Excerpts of pointing data
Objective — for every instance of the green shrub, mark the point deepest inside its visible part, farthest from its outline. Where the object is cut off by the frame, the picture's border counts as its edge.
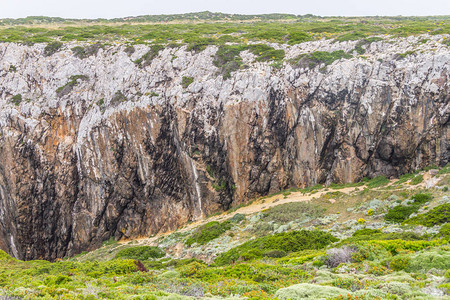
(416, 180)
(141, 253)
(310, 291)
(83, 52)
(68, 87)
(208, 232)
(147, 58)
(17, 99)
(266, 53)
(399, 263)
(422, 198)
(437, 216)
(446, 169)
(186, 81)
(298, 37)
(237, 218)
(352, 36)
(118, 98)
(52, 48)
(319, 57)
(377, 235)
(424, 261)
(228, 59)
(287, 241)
(444, 232)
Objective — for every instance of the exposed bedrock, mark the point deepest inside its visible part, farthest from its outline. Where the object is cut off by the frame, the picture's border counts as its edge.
(127, 152)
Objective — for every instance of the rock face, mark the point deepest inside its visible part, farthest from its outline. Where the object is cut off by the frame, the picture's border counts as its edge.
(125, 151)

Do this –
Substitute "cliff" for "rock face" in the lines that begin at the one containing "Objective — for every instance of the rock" and run through the last line, and reproduce only those lines with nothing else changed.

Final result –
Objective — for every instance of the cliff, mark the point deepest inside its visible part, farthest from its outline. Where the object is cut off by the frame, the picture's border counts as its edge.
(125, 151)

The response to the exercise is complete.